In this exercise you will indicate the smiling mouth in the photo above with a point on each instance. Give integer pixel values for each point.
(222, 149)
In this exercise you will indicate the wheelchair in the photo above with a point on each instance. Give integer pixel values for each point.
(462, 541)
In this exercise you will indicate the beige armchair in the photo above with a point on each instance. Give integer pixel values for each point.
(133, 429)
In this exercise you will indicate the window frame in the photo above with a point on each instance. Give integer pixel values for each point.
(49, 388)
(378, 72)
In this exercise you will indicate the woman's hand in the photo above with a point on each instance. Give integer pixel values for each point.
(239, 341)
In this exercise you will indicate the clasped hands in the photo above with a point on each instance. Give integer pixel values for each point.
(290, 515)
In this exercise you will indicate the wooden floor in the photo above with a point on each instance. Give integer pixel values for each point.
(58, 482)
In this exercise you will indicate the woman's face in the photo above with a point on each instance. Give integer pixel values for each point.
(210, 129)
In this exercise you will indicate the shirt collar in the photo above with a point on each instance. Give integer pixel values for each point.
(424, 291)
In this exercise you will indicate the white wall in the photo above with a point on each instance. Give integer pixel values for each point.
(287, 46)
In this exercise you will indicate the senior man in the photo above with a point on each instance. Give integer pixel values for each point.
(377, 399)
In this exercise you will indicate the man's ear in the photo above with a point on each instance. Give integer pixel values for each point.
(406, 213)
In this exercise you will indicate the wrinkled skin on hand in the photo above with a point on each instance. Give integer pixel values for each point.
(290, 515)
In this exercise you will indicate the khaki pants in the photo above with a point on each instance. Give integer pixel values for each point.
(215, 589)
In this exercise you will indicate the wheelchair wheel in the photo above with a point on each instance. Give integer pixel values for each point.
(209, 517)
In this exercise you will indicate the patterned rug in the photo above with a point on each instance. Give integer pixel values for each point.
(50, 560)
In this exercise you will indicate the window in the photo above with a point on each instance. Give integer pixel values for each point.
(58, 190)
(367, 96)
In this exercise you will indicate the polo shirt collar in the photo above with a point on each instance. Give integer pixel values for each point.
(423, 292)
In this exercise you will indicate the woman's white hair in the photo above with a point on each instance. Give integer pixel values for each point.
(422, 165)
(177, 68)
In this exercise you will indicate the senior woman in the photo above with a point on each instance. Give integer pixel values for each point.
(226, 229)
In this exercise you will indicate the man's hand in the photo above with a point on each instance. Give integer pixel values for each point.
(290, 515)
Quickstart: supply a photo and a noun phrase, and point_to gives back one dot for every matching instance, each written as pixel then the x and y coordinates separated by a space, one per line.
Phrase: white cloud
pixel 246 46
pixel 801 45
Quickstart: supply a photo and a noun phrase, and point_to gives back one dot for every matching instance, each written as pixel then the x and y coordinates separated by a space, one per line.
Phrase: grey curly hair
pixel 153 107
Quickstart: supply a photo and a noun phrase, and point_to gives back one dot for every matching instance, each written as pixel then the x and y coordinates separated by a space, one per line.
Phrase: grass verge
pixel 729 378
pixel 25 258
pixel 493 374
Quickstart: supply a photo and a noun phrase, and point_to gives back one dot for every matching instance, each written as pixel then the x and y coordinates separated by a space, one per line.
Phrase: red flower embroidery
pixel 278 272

◇ ◇ ◇

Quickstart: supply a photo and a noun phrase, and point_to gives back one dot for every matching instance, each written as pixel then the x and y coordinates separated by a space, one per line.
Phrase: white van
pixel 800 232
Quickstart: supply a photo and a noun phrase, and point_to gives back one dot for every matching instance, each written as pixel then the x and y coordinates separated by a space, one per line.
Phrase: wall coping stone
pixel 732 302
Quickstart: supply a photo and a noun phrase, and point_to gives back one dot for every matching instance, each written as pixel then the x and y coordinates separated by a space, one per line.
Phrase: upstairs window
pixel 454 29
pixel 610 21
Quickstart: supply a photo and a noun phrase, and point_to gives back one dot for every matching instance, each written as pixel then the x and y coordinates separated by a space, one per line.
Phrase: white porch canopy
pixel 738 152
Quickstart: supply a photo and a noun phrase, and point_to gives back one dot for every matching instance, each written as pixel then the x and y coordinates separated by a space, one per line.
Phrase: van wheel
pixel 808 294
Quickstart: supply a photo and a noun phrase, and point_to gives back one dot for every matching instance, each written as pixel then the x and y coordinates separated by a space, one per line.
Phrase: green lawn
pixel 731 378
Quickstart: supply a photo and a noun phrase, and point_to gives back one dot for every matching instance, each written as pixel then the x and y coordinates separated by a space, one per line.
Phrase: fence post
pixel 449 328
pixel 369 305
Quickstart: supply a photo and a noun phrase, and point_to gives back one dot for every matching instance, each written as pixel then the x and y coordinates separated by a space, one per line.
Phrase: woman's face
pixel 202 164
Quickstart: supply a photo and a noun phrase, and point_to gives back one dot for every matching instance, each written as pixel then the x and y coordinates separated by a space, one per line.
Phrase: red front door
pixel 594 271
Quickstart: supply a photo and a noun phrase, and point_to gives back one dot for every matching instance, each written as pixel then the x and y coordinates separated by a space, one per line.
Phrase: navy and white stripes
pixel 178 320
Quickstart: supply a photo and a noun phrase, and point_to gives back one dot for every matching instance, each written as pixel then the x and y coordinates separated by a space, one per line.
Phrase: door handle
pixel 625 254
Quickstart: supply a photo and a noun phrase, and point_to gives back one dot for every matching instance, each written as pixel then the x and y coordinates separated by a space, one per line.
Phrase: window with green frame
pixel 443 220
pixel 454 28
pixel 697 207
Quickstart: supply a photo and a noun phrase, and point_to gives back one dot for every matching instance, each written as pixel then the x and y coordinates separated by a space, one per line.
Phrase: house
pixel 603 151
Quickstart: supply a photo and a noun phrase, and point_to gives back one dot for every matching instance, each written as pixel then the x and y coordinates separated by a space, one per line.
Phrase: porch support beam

◇ ◇ ◇

### Aim of the task
Rewrite the listing starting at the line that contains "In this exercise you will indicate the man's hand" and ending at the line that contains "pixel 153 107", swapping "noun phrase" for "short description" and keeping everything else unchanged.

### Answer to this problem
In this exercise you will indicate the man's hand in the photo above with a point on each instance. Give integer pixel values for each point.
(290, 515)
Quickstart: supply a photo and a short description, and point_to gives back one dot for every matching instance, each written as pixel then the x and y coordinates separated by a space, one per line.
Phrase: white cloud
pixel 246 46
pixel 801 45
Quickstart: supply a photo and a short description, and point_to gives back one dot for every matching instance, each written as pixel then the x and y coordinates separated by a space, one per line.
Phrase: grey curly hair
pixel 153 107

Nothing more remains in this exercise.